* Tantangan 1 *
Ubah baris-baris catatan mulai dari baris yang memuat "find grass field" sampai baris terakhir catatan dengan mengganti "grass field" menjadi "grassy field", sementara semua bagian lain dibiarkan sama.

* Cuplikan Teks *
※ ※ ※

Menyulap Kotoran Sapi Jadi Energi Baru Terbarukan di Brau

Dusun Brau, Desa Gunungsari, Kecamatan Bumiaji, Batu sekelompok pecinta alam senior menggagas biogas. Bermaksud sekadar memberi energi baru, kini malah jadi tempat belajar dan berwisata.
JERNIH – Di lereng pegunungan Arjuno yang sejuk di Kota Batu, tepatnya di Dusun Brau, aroma tanah basah dan suara sapi perah menjadi latar keseharian warga. Desa kecil ini telah lama dikenal sebagai penghasil susu sapi terbaik di wilayah Batu dan Malang Raya. Namun di balik keberlimpahan hasil susu, ada persoalan lingkungan yang lama dibiarkan: limbah kotoran sapi yang menumpuk dan mencemari air.
Hingga awal tahun 2000-an Brau seperti tertinggal dari kawasan lain di Batu yang menjelma menjadi kota wisata utama Jawa Timur. Listrik tidak masuk ke dusun, sementara konsumsi kayu bakar begitu tinggi. Bak bumi dan langit dengan Songgoriti, Selekta, juga destinasi Batu yang bertebar di mana-mana dan listrik memberi energi bagi denyut industri pariwisata.

Berawal dari pengalaman mengembangkan proyek biogas di Kecamatan Kasembon, Kabupaten Malang pada tahun ’80-an, sejumlah senior Ikatan Mahasiswa Pecinta Alam (IMPALA) Universitas Brawijaya lalu memunculkan ide sederhana tapi revolusioner. Mereka membentuk LSM bernama Yayasan Bumi Lestari guna menggagas upaya pemanfaatan limbah ternak menjadi energi bersih melalui teknologi biogas.

※ ※ ※

* Catatan yang Disediakan *
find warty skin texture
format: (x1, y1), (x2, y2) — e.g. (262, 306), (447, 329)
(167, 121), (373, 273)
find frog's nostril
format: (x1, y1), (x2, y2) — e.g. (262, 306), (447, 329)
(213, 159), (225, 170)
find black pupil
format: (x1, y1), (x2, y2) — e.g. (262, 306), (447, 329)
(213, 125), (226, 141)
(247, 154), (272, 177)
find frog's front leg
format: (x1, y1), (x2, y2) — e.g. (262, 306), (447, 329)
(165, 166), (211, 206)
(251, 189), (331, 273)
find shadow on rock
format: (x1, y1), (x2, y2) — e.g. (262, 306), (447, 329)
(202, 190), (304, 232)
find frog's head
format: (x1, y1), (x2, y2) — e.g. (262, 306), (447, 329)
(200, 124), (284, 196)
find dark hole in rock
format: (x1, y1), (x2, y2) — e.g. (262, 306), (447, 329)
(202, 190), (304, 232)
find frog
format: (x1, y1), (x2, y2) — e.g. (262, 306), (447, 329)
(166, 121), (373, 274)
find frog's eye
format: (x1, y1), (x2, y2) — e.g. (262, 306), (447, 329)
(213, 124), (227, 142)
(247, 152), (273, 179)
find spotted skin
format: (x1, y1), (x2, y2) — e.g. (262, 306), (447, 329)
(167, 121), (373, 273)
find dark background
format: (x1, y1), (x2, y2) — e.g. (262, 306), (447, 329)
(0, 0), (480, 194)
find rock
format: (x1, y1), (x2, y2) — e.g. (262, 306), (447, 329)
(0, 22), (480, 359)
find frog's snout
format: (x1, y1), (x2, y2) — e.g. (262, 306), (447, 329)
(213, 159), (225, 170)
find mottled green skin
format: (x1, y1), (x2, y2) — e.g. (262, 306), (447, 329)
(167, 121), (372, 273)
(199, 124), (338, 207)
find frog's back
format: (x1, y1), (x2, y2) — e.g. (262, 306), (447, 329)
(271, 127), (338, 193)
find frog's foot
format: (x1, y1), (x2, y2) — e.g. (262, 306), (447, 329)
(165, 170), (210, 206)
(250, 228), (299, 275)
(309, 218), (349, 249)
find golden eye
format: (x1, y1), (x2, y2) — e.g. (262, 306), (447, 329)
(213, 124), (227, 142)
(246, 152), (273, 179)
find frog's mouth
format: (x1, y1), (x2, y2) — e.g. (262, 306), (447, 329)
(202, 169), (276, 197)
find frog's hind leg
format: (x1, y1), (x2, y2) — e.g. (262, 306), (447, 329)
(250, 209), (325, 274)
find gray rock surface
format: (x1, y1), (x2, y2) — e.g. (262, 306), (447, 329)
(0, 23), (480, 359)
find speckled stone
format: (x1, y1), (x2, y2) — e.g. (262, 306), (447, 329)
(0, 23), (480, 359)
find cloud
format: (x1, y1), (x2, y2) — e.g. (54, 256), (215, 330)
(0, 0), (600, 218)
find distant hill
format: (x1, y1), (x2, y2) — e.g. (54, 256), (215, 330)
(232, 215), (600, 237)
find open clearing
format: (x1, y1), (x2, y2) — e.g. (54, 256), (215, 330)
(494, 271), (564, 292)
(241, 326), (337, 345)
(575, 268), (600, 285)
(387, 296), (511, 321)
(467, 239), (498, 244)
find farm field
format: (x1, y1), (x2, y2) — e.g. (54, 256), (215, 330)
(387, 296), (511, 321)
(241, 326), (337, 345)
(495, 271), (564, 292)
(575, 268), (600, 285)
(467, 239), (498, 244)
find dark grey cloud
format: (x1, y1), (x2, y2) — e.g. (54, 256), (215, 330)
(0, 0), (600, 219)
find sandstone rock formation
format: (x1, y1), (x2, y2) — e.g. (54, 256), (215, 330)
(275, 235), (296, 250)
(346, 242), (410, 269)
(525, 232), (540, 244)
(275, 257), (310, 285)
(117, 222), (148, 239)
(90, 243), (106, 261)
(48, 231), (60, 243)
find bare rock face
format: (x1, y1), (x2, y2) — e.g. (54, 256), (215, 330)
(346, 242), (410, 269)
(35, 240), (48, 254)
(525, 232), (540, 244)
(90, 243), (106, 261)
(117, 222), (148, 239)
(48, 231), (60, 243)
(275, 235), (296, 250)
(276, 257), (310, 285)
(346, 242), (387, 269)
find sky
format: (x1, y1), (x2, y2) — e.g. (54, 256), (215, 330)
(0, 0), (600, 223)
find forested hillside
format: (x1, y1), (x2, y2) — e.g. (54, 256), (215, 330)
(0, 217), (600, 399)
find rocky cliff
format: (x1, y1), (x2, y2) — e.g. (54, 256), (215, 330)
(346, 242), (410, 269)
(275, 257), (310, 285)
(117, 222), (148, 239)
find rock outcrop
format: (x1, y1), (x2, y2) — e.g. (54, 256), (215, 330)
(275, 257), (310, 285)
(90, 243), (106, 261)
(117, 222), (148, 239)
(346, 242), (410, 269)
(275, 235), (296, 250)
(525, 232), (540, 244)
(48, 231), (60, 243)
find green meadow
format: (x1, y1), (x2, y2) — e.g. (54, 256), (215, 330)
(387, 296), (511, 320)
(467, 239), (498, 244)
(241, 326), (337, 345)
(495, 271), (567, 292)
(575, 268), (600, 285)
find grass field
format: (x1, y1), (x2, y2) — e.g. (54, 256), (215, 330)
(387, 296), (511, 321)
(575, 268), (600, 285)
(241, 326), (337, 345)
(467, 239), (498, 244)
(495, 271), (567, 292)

※ ※ ※

* Tantangan 2 *
Tentukan apakah setiap pernyataan berikut sesuai dengan artikel tentang biogas di Brau, jawab ya atau tidak, lalu kutip kata-kata artikel yang menjadi penentunya: (a) Brau dikenal sebagai penghasil susu sapi terbaik di wilayah Batu dan Malang Raya; (b) hingga awal tahun 2000-an listrik sudah masuk ke Brau; (c) Yayasan Bumi Lestari dibentuk oleh sejumlah senior IMPALA Universitas Brawijaya.

* Penyelesaian Tugas 1 *
find grassy field
format: (x1, y1), (x2, y2) — e.g. (54, 256), (215, 330)
(387, 296), (511, 321)
(575, 268), (600, 285)
(241, 326), (337, 345)
(467, 239), (498, 244)
(495, 271), (567, 292)

* Penyelesaian Tugas 2 *
(a) Ya: "Desa kecil ini telah lama dikenal sebagai penghasil susu sapi terbaik di wilayah Batu dan Malang Raya."
(b) Tidak: "Listrik tidak masuk ke dusun"
(c) Ya: "sejumlah senior Ikatan Mahasiswa Pecinta Alam (IMPALA) Universitas Brawijaya" dan "Mereka membentuk LSM bernama Yayasan Bumi Lestari"